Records
-=-=-
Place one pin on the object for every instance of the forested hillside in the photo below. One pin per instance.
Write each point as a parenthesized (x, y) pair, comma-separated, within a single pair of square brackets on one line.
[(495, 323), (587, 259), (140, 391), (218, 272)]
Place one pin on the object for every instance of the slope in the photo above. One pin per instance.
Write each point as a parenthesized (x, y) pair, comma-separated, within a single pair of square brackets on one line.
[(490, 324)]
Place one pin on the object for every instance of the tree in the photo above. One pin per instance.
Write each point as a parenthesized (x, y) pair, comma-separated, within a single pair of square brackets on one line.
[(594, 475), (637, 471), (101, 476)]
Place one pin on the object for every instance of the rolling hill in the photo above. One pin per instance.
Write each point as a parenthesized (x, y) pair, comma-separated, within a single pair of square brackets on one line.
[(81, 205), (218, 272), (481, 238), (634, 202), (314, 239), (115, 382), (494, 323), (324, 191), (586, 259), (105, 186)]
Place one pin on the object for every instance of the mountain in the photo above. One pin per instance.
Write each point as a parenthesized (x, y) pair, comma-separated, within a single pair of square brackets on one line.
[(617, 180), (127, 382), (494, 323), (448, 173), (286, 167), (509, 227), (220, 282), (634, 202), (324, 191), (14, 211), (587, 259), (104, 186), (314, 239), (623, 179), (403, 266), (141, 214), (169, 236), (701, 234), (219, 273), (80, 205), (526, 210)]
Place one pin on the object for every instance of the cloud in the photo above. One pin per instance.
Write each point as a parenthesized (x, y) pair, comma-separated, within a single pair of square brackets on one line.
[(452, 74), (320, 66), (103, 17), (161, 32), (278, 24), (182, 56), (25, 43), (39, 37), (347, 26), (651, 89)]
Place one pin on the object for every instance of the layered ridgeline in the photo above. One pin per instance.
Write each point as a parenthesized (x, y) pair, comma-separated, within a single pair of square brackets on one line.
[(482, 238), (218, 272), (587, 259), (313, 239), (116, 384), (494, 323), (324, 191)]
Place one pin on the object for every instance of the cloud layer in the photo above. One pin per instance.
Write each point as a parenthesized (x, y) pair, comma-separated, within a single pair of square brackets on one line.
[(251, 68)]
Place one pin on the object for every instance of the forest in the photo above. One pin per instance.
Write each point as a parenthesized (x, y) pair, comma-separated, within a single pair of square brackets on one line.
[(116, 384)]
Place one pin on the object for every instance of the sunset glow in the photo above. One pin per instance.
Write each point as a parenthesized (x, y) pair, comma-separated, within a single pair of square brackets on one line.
-=-=-
▶ [Task goal]: Write out each of the items above word for word.

▶ [Written solution]:
Place one pin on the object for every instance of the forested hillside in the photo below. One pin per instance.
Write each point as a parenthesized (x, y) pair, comma-separated, within a single pair of square brackets on one line.
[(495, 323), (587, 259), (140, 391), (218, 272)]
Place one pin on the object for every instance of the slope in the photo above. One pin per instance.
Write each point as a parenthesized (x, y) pair, comma-separated, within a single pair of square brackets on one line.
[(490, 324)]
Place one pin on the object for every instance of the tree in the photo above. One pin per instance.
Write each point as a parenthesized (x, y) pair, comma-separated, within a single pair of square brackets on one line.
[(594, 475), (637, 471), (101, 476)]
Place one pin on the object for every instance of the rolling hill in the photo above. One pin per instance.
Write each point as a parenthesized (x, y) pair, comma-separated, within a single pair of square brackets on one line.
[(81, 205), (218, 272), (481, 238), (634, 202), (314, 239), (115, 382), (494, 323), (324, 191), (586, 259), (105, 186)]
Place one pin on the object for every instance of the mountain in the photo above. One pin per instance.
Write each point as a parenthesized (x, y) pair, comma-separated, within a single pair of square brackets on one line.
[(617, 180), (127, 382), (494, 323), (448, 173), (286, 167), (509, 227), (220, 282), (634, 202), (324, 191), (14, 211), (587, 259), (104, 186), (314, 239), (623, 179), (403, 266), (141, 214), (169, 236), (701, 234), (219, 273), (80, 205), (526, 210)]
Place one pin on the object for every instance of the cloud in the photo above. One pin per instance.
Write each point as a parenthesized (x, y) pair, comma-separated, within a single pair of square brackets on one line.
[(452, 74), (320, 66), (103, 17), (161, 32), (278, 24), (182, 56), (25, 43), (39, 37), (347, 26), (651, 89)]
Place one pin on the object for every instance of the layered ridgeline in the photo above. One pin per instance.
Write each point as a parenthesized (x, y) pair, comma-separated, within a single pair of square brackets on one line.
[(482, 238), (218, 272), (587, 259), (313, 239), (116, 384), (494, 323), (324, 191)]
Place one pin on the object for every instance of the cloud layer in the photo above. One pin per instance.
Write each point as a parenthesized (x, y) pair, comma-separated, within a single pair of square brackets on one line.
[(251, 68)]
Place one pin on the object for every instance of the forest in the photo above. One pin per instance.
Write each point as a parenthesized (x, y) pair, comma-separated, within a single pair of square brackets on one line.
[(116, 384)]
Place one pin on the object for every instance of the sunset glow in the photo above. One pin per instance.
Write each point as a parenthesized (x, y) pair, comma-separated, within a single pair of square brackets on one line.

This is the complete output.